━━━ TEXT ━━━

Even though 2 Timothy 3:16 echoes in the back of our heads, “All Scripture is breathed out by God and profitable,” the experience of reading our Bibles can be a little like watching grandma use a smartphone. She knows it can do a lot more than she does with it, but she’s at a loss without someone showing her (seven or eight times) how to take a picture, turn on Bluetooth, or listen to a podcast.

These Things Happened for You

In 1 Corinthians 10, the apostle Paul sits down with us, like a room full of grandmas, to explain how to read Moses in our daily fight against sin and for joy. He begins by reminding his readers of the Exodus and Israel’s wandering in the wilderness (1 Corinthians 10:1–5). He explains that their hope was ultimately in Christ, even though Jesus would not be born for more than a thousand years (1 Corinthians 10:4). Then he writes, as if speaking to a crowd of twentysomethings today, “Now these things took place as examples for us, that we might not desire evil as they did” (1 Corinthians 10:6).

━━━ LISTED ENTRIES ━━━

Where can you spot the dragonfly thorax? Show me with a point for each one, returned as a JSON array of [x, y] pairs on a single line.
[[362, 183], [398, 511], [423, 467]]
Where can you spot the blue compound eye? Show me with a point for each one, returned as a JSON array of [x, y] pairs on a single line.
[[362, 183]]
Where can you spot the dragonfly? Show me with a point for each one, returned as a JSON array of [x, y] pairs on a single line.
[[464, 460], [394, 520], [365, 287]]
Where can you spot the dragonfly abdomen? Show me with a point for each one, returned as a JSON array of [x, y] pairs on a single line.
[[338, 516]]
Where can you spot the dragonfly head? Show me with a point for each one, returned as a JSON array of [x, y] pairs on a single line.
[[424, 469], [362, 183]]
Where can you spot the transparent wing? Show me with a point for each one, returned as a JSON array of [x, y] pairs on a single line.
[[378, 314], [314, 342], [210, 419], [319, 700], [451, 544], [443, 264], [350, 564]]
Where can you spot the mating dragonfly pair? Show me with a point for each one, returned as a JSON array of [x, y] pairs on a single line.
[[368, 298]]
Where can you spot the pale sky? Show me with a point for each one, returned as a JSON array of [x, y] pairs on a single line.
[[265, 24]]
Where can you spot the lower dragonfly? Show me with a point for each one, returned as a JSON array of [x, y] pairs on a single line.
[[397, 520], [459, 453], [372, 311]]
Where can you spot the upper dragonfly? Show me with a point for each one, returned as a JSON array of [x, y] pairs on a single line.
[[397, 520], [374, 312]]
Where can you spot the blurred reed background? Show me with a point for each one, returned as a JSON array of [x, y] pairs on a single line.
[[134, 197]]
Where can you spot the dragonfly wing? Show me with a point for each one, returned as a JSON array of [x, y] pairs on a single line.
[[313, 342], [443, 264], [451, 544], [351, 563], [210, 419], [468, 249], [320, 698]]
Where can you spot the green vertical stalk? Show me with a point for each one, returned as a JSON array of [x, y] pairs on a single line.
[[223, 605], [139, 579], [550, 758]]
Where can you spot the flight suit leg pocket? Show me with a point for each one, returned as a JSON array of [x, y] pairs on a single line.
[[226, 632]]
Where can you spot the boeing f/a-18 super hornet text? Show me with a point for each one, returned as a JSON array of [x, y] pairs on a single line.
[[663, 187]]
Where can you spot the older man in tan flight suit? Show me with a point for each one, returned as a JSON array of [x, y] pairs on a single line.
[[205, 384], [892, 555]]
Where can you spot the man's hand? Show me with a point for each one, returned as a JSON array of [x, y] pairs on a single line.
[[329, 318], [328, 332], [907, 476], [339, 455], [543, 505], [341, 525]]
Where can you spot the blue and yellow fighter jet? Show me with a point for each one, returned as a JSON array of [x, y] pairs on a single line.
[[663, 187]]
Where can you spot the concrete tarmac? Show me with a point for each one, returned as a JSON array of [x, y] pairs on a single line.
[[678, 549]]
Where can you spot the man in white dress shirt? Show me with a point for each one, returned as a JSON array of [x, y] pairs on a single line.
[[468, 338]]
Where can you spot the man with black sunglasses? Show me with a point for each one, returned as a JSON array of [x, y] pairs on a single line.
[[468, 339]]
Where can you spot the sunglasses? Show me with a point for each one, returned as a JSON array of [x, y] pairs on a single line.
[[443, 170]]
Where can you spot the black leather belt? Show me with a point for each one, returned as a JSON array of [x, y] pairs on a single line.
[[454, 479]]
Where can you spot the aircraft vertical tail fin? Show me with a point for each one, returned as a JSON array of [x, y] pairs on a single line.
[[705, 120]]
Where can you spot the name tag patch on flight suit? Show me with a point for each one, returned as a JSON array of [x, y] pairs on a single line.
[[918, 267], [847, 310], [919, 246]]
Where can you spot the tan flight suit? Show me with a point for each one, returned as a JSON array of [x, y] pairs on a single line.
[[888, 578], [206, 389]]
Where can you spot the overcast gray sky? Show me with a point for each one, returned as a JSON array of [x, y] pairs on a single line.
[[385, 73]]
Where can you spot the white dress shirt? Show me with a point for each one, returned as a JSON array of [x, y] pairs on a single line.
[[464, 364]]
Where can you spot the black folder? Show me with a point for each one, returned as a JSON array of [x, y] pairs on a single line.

━━━

### WORK TO DO:
**a)** From the text on Bible reading, print everything from "In 1 Corinthians" down to "(1 Corinthians 10:6).".
**b)** Say whether each statement agrees with the text on Bible reading, answering yes or no and quoting the deciding words: (i) Paul starts by reminding his readers of the Exodus and Israel's wandering in the wilderness. (ii) The grandma in the comparison needs to be shown only once how to take a picture. (iii) The passage Paul writes is in 2 Corinthians 10.

### FULL SOLUTIONS:
**a)**
In 1 Corinthians 10, the apostle Paul sits down with us, like a room full of grandmas, to explain how to read Moses in our daily fight against sin and for joy. He begins by reminding his readers of the Exodus and Israel’s wandering in the wilderness (1 Corinthians 10:1–5). He explains that their hope was ultimately in Christ, even though Jesus would not be born for more than a thousand years (1 Corinthians 10:4). Then he writes, as if speaking to a crowd of twentysomethings today, “Now these things took place as examples for us, that we might not desire evil as they did” (1 Corinthians 10:6).

**b)**
(i) Yes: "He begins by reminding his readers of the Exodus and Israel’s wandering in the wilderness"
(ii) No: "(seven or eight times)"
(iii) No: "In 1 Corinthians 10"